**Seção de dados**.
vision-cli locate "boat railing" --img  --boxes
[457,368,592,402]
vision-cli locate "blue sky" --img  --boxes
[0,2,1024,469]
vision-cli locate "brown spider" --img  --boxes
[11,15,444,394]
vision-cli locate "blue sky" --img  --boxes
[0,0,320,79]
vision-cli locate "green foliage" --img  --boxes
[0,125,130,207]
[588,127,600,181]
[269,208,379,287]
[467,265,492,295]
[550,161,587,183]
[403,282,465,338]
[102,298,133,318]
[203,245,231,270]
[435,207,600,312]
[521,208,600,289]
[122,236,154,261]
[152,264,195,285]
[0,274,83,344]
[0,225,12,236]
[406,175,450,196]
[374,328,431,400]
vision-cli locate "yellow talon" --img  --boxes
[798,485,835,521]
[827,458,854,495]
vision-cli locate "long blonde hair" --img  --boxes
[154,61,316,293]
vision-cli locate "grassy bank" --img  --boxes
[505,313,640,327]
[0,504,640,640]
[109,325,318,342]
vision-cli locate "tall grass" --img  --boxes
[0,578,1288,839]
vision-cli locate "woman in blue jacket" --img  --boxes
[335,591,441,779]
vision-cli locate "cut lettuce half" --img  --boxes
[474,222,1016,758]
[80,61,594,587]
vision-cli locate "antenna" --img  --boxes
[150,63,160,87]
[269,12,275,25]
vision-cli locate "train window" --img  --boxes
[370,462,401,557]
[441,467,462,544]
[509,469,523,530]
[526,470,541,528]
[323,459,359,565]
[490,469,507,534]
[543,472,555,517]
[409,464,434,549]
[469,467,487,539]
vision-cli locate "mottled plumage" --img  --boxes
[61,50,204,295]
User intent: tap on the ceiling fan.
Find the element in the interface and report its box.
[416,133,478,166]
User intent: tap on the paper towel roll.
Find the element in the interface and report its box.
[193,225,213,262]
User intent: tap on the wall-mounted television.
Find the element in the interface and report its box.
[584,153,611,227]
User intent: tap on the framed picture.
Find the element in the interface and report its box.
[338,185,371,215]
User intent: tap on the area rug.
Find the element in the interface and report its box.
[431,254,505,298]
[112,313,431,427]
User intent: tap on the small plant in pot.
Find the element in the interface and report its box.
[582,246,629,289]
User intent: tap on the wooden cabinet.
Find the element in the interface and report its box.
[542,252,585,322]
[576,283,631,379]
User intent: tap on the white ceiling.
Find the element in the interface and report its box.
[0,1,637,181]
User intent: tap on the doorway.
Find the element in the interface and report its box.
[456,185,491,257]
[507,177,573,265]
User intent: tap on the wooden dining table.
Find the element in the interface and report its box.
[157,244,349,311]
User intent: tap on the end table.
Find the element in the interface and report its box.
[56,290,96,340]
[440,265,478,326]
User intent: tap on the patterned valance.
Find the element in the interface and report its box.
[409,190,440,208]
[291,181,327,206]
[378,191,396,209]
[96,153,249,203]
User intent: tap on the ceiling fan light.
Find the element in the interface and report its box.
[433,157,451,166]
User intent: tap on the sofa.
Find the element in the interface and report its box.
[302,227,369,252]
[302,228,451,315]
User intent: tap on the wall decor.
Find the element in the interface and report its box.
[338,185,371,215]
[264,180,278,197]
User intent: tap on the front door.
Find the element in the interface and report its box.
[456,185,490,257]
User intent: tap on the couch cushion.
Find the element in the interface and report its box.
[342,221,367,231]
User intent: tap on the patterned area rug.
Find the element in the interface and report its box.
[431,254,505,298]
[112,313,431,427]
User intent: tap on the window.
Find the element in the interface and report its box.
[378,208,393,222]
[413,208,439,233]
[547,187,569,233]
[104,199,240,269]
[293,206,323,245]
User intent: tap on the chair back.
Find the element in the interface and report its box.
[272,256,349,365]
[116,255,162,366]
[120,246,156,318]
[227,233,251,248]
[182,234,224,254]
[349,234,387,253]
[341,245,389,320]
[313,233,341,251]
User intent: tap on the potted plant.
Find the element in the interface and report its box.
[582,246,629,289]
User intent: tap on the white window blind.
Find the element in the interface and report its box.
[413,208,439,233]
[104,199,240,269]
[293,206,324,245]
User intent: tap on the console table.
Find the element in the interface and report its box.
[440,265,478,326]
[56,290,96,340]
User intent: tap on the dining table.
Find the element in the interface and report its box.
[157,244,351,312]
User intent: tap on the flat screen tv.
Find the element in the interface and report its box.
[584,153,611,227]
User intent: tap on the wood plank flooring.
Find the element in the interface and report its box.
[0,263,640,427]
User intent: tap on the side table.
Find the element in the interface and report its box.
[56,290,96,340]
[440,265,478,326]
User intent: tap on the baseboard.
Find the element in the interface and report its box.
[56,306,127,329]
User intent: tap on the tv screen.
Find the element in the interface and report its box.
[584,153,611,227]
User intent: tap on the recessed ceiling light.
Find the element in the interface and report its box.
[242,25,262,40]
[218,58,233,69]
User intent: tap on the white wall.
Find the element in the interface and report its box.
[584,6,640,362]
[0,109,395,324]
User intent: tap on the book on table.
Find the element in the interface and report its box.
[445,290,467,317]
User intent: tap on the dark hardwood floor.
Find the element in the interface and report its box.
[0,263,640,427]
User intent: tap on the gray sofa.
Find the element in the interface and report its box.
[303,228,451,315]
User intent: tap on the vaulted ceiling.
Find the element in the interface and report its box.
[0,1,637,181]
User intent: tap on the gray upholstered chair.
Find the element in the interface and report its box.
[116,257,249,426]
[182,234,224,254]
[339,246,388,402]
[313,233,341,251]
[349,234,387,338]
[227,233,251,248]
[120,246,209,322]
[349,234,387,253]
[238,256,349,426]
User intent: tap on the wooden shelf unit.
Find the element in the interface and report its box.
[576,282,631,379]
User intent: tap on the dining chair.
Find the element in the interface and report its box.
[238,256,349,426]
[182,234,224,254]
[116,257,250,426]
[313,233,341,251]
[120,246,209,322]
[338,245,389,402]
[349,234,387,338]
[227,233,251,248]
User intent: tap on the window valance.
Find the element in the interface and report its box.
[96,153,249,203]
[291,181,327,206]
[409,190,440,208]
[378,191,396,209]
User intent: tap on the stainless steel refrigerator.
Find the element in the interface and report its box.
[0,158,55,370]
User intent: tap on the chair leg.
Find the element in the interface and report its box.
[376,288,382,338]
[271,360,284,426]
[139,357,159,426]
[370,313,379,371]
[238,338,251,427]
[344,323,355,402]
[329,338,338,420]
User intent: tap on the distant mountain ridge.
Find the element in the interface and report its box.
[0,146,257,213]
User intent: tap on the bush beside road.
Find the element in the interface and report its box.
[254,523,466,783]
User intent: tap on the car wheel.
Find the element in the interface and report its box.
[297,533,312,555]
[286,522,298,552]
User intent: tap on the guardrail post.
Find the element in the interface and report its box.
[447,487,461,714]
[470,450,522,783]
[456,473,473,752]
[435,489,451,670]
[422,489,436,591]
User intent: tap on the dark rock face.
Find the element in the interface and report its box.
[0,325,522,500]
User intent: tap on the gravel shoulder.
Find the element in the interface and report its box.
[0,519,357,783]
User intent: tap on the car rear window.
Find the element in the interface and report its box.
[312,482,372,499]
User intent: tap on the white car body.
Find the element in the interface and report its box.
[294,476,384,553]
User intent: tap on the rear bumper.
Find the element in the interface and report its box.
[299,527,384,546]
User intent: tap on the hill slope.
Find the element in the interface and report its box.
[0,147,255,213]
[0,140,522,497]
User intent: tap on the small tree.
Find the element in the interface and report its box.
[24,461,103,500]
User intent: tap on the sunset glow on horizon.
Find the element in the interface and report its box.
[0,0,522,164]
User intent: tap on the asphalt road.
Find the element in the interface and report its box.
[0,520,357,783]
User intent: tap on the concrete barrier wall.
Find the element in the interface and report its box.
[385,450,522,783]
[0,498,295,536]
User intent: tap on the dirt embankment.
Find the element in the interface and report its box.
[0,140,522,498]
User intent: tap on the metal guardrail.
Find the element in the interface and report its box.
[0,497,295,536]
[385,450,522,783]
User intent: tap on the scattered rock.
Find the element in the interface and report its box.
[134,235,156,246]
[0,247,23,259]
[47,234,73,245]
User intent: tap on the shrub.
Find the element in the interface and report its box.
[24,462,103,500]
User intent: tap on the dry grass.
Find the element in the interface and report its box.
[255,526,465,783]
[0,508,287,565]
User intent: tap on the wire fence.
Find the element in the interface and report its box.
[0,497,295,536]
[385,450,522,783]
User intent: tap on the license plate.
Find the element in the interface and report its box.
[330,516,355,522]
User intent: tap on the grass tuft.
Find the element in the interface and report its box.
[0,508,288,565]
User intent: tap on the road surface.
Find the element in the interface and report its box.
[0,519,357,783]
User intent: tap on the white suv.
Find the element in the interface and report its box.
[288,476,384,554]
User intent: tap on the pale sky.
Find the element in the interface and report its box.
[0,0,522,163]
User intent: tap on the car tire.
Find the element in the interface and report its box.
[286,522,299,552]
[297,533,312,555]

**Instruções da tarefa**. Reproduza, sem nenhuma alteração, as linhas dos itens acima, começando pela primeira e seguindo até a linha que contém "[193,225,213,262]", inclusive.

**Resultado da tarefa**.
vision-cli locate "boat railing" --img  --boxes
[457,368,592,402]
vision-cli locate "blue sky" --img  --boxes
[0,2,1024,469]
vision-cli locate "brown spider" --img  --boxes
[11,15,444,394]
vision-cli locate "blue sky" --img  --boxes
[0,0,320,79]
vision-cli locate "green foliage" --img  --boxes
[0,125,130,207]
[588,127,600,181]
[269,208,379,287]
[467,265,492,295]
[550,161,587,183]
[403,282,465,338]
[102,298,133,318]
[203,245,231,270]
[435,207,600,312]
[521,208,600,289]
[122,236,154,261]
[152,264,195,285]
[0,274,83,344]
[0,225,12,236]
[406,175,450,196]
[374,328,431,400]
vision-cli locate "yellow talon" --img  --boxes
[798,485,835,521]
[827,458,854,495]
vision-cli locate "long blonde hair" --img  --boxes
[154,61,316,293]
vision-cli locate "grassy bank" --img  --boxes
[505,313,640,327]
[0,504,640,640]
[109,325,318,342]
vision-cli locate "tall grass" --img  --boxes
[0,578,1288,839]
vision-cli locate "woman in blue jacket" --img  --boxes
[335,591,441,779]
vision-cli locate "cut lettuce half" --img  --boxes
[474,222,1016,758]
[80,61,594,587]
vision-cli locate "antenna" --img  --boxes
[150,63,160,87]
[269,12,275,25]
vision-cli locate "train window" --img  --boxes
[370,462,401,557]
[441,467,462,544]
[509,469,523,530]
[526,470,541,528]
[323,459,359,565]
[490,469,507,534]
[543,472,555,517]
[409,464,434,549]
[469,467,487,539]
vision-cli locate "mottled plumage" --img  --boxes
[61,50,204,295]
User intent: tap on the ceiling fan.
Find the element in the interface and report its box.
[416,133,478,166]
User intent: tap on the paper towel roll.
Find the element in the interface and report its box.
[193,225,213,262]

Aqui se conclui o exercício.